═════ Available data

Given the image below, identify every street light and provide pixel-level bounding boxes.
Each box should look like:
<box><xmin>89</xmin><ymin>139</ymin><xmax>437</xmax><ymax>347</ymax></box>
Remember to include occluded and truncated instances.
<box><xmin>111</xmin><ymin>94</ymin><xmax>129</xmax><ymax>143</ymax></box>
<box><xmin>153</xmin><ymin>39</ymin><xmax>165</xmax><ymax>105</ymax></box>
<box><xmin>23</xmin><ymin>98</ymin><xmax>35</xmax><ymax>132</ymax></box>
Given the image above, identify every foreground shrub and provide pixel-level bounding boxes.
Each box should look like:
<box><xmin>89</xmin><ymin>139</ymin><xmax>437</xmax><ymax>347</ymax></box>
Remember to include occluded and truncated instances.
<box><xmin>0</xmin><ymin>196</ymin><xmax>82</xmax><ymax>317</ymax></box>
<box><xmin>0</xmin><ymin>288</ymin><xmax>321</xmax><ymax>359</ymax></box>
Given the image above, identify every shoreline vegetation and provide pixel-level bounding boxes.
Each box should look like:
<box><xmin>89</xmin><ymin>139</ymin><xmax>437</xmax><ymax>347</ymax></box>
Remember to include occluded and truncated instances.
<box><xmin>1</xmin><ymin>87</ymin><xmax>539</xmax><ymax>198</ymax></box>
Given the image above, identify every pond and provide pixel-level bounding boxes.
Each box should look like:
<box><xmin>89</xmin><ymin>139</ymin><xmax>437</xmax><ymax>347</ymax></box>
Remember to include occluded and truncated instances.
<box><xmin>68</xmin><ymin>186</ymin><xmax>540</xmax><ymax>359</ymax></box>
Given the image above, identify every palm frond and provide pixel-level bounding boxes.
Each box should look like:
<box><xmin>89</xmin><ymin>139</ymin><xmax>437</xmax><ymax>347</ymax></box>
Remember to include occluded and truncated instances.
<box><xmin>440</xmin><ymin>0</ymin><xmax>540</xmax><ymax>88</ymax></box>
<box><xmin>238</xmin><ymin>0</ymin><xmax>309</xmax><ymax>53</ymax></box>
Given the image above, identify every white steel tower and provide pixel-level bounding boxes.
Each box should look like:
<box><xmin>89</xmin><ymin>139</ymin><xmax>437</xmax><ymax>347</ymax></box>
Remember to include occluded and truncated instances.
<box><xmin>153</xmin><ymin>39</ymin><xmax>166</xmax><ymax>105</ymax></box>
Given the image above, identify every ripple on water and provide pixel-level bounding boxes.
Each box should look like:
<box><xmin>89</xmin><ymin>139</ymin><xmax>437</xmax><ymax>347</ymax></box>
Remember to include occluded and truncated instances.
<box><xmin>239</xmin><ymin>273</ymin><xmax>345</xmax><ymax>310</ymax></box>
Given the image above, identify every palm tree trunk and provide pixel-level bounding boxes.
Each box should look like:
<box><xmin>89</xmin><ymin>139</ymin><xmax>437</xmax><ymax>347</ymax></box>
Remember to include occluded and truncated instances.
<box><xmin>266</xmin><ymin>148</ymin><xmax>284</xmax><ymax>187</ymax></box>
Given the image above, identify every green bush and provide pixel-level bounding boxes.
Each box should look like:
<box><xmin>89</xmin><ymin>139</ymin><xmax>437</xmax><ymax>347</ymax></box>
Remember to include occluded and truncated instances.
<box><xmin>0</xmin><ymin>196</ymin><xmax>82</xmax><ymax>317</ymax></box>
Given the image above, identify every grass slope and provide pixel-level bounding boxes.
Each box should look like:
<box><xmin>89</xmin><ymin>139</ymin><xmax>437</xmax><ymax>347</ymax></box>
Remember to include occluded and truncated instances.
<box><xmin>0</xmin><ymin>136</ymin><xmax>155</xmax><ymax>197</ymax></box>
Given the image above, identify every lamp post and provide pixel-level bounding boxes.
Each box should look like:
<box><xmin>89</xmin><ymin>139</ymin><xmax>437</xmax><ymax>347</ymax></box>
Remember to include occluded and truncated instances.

══════════

What to do
Look for the line with "Given the image above, identify every lamp" in the records above. Repeat it and each line after it exactly.

Exercise answer
Given the image above, identify every lamp post and provide pixel-level bounding boxes.
Each box should look like:
<box><xmin>89</xmin><ymin>139</ymin><xmax>437</xmax><ymax>347</ymax></box>
Remember to include occluded and truncated instances.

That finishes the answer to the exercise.